**EXERCISE DETAILS:** Rewrite every row below with "Labeling round 2" changed to "Annotation pass 3", keeping all other text the same.

**Rows from a box labeling dataset:**

━━━━━━━━

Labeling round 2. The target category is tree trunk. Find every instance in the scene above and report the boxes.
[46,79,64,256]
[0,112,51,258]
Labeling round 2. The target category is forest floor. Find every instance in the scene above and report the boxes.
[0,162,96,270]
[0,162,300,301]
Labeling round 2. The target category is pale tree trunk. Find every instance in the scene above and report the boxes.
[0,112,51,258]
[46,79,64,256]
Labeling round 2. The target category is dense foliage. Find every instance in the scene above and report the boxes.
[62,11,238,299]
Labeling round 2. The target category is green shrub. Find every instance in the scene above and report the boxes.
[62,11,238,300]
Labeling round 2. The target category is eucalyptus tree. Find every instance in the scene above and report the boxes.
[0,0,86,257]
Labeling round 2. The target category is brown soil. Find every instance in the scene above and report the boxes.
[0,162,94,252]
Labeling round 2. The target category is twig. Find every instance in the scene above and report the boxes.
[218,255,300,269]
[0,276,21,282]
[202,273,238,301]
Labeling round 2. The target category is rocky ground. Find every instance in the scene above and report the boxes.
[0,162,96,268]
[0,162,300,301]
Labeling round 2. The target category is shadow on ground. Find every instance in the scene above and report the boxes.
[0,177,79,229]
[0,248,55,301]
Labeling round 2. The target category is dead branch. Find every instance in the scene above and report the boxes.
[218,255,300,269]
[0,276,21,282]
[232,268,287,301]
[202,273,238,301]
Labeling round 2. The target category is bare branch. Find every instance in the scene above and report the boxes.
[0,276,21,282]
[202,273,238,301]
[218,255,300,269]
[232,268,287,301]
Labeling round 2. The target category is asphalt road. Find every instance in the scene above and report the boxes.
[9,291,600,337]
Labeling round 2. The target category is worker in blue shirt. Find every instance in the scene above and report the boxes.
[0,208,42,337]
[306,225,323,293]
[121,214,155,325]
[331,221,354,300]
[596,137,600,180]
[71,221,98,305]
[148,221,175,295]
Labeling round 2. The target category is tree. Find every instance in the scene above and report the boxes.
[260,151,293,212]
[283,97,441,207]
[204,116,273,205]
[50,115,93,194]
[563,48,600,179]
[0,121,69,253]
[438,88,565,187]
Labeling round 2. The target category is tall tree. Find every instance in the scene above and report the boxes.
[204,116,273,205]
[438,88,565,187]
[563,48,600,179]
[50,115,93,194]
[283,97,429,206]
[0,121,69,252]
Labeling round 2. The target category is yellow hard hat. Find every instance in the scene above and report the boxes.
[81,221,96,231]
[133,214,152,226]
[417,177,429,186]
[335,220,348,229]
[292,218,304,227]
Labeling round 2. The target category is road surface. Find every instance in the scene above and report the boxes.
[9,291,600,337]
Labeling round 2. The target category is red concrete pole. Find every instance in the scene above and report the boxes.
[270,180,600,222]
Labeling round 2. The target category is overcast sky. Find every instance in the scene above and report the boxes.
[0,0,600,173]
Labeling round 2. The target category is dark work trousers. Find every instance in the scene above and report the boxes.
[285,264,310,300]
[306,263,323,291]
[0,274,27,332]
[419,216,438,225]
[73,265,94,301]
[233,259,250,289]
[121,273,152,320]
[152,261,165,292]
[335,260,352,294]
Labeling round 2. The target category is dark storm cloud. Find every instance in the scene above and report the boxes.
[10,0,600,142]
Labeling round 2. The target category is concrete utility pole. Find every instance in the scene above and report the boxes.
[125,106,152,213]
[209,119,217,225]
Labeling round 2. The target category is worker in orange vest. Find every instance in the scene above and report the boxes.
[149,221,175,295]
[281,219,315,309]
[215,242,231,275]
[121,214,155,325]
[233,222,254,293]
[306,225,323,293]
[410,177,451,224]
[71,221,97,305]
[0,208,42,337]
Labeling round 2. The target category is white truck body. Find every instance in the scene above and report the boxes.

━━━━━━━━

**ANSWER TO THE TASK:**
Annotation pass 3. The target category is tree trunk. Find every instance in the scene above and report the boxes.
[46,79,64,256]
[0,112,51,258]
Annotation pass 3. The target category is forest floor. Find every instance in the scene above and report the boxes.
[0,162,96,270]
[0,162,300,301]
Annotation pass 3. The target category is pale tree trunk. Find every instance in the scene above and report the boxes.
[0,112,51,258]
[46,79,64,256]
Annotation pass 3. The target category is dense foliage. Find every instance in the scene above and report the boxes.
[62,11,238,299]
Annotation pass 3. The target category is green shrub. Find every instance in the scene above and report the boxes.
[62,11,238,300]
Annotation pass 3. The target category is eucalyptus tree. Find every instance in the scene above and report the boxes.
[0,0,86,257]
Annotation pass 3. The target category is brown soil. Find every instance in the scene above and report the boxes.
[0,162,94,252]
Annotation pass 3. The target category is twig. Find every instance in the scene above and report the boxes.
[218,255,300,269]
[0,276,21,282]
[202,273,238,301]
Annotation pass 3. The target category is rocky ground. Find every instance in the scene above and report the boxes.
[0,162,96,268]
[0,162,300,301]
Annotation pass 3. The target category is shadow on ground. Find every instance in the scene above and report the boxes.
[0,177,79,229]
[0,248,55,301]
Annotation pass 3. The target category is dead branch. Find every instance in the scene above and report the boxes.
[218,255,300,269]
[0,276,21,282]
[232,268,287,301]
[202,273,238,301]
Annotation pass 3. The target category is bare branch. Find every instance in the scene above and report the boxes.
[0,276,21,282]
[202,273,238,301]
[218,255,300,269]
[232,268,287,301]
Annotation pass 3. The target category is asphalt road. Find every instance in the scene above and report the boxes.
[9,291,600,337]
Annotation pass 3. The target category is worker in blue shirt. Find every instance in the scene above and report the boxes.
[0,208,42,337]
[306,225,323,293]
[121,214,155,325]
[331,221,354,300]
[596,137,600,180]
[71,221,98,305]
[148,221,175,295]
Annotation pass 3. The target category is tree. Find every instance in the scene above and report the boxes.
[260,151,293,212]
[283,97,441,207]
[204,116,273,205]
[50,115,93,194]
[563,48,600,179]
[0,121,69,253]
[438,88,565,187]
Annotation pass 3. The target category is tall tree. Find every instance in the scene above and report the boxes.
[204,116,273,205]
[438,88,565,187]
[563,48,600,179]
[50,115,93,194]
[283,97,429,206]
[0,121,69,252]
Annotation pass 3. The target category is yellow hard hat. Find every instance in the scene above and report the boxes.
[81,221,96,231]
[133,214,152,226]
[417,177,429,186]
[335,220,348,229]
[292,218,304,227]
Annotation pass 3. The target category is road surface. Find every instance in the scene above and report the boxes.
[9,291,600,337]
Annotation pass 3. The target category is red concrete pole. Find every instance in the scene above and report the boxes.
[270,180,600,222]
Annotation pass 3. The target category is overcast sky. Find every instance in the scene above and report the boxes.
[0,0,600,173]
Annotation pass 3. The target category is dark work trousers. Find every instance in the scene above and report the boxes.
[285,264,310,300]
[306,263,323,291]
[0,274,27,332]
[419,216,438,225]
[73,265,94,301]
[233,259,250,289]
[121,273,152,320]
[152,261,165,292]
[335,260,352,294]
Annotation pass 3. The target category is dark storm cloud. Find every instance in the scene above and report the boxes.
[10,0,600,142]
Annotation pass 3. The target category is concrete utility pole. Find every instance in the scene above and report the boxes.
[125,106,152,213]
[209,119,217,225]
Annotation pass 3. The target category is worker in orange vest. Find every instance in the scene above and report the boxes.
[149,221,175,295]
[281,219,315,309]
[215,242,231,275]
[121,214,155,325]
[233,222,254,293]
[306,225,323,293]
[410,177,451,224]
[71,221,97,305]
[0,208,42,337]
Annotation pass 3. The target category is white truck body. Find every instance in the scene above and report the boxes.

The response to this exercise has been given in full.